▶ **Consignes**:
- 1) Dans l'extrait sur le concert Franco M, recopiez le passage qui s'ouvre sur les mots contenant "La relève sera" et se referme sur "trente minutes chacune.", en substituant "dimanche dernier" à "samedi dernier".
- 2) D'après l'extrait sur le concert Franco M, les affirmations suivantes sont-elles exactes ? Répondez par oui ou par non, en citant les mots du texte qui tranchent. (a) Le concert a présenté six artistes émergents. (b) Tous les groupes ont joué sur une seule et même scène. (c) Chaque performance durait une heure.
- 3) Relevez toutes les personnes désignées par leur prénom et leur nom dans l'extrait sur le concert Franco M.

▶ **Extrait du texte**:
+ + +

La relève sera electro ou ne sera pas. Sélection Franco de M pour Montréal

Connaissez-vous notre relève musicale francophone? Elle est pourtant bien présente, plus créative que jamais et dans un virage electro assumé. Le festival M pour Montréal a présenté samedi dernier six artistes émergents dans le cadre de son concert Franco M, dont Pierre Kwenders et Safia Nolin. Retour sur une soirée – ou plutôt, un après-midi – riche en découvertes.

Le Café Campus était utilisé à son plein potentiel alors que les groupes se produisaient en alternance sur les deux scènes de l’établissement. Dès 14 heures, quelques dizaines de personnes s’étaient déjà rassemblées dans la plus petite des deux salles pour ce sprint matinal de six performances de trente minutes chacune.

C’est Bronswick, le duo composé de Catherine Coutu et de Bertrand Pouyet, qui a ouvert le bal. Multi-instrumentistes, ils chantent, jouent du clavier et programment des beats. Leur electro-pop est légère, rêveuse, et la voix douce de Coutu rappelle un peu celle de Bronwyn Griffin d’Electric Youth. La foule, d’abord timide, s’est un peu dégourdie à partir de la deuxième chanson. Un peu gêné, le duo ne trouvait pas les mots pour interagir avec le public, se contentant de les remercier de leur présence dans les deux langues officielles. Ce sera intéressant de les voir évoluer, car ils réussissent sur le fond; il ne reste qu’à travailler la forme.

+ + +

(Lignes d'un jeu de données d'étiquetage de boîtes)

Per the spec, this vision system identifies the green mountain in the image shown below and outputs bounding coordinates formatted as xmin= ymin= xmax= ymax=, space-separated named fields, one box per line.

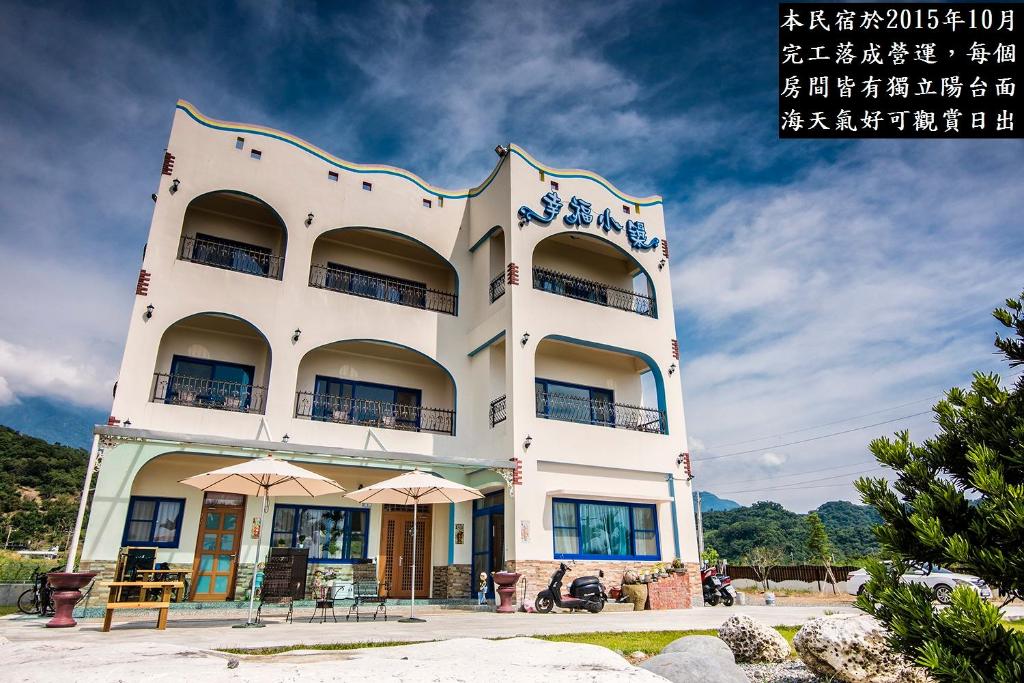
xmin=0 ymin=426 xmax=89 ymax=548
xmin=693 ymin=490 xmax=743 ymax=512
xmin=0 ymin=396 xmax=108 ymax=449
xmin=701 ymin=494 xmax=882 ymax=564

+ + +

▶ **Réponses par consigne**:
- 1)
La relève sera electro ou ne sera pas. Sélection Franco de M pour Montréal

Connaissez-vous notre relève musicale francophone? Elle est pourtant bien présente, plus créative que jamais et dans un virage electro assumé. Le festival M pour Montréal a présenté dimanche dernier six artistes émergents dans le cadre de son concert Franco M, dont Pierre Kwenders et Safia Nolin. Retour sur une soirée – ou plutôt, un après-midi – riche en découvertes.

Le Café Campus était utilisé à son plein potentiel alors que les groupes se produisaient en alternance sur les deux scènes de l’établissement. Dès 14 heures, quelques dizaines de personnes s’étaient déjà rassemblées dans la plus petite des deux salles pour ce sprint matinal de six performances de trente minutes chacune.

- 2)
(a) Oui : « six artistes émergents ».
(b) Non : « se produisaient en alternance sur les deux scènes de l’établissement ».
(c) Non : « six performances de trente minutes chacune ».

- 3) Pierre Kwenders, Safia Nolin, Catherine Coutu, Bertrand Pouyet, Bronwyn Griffin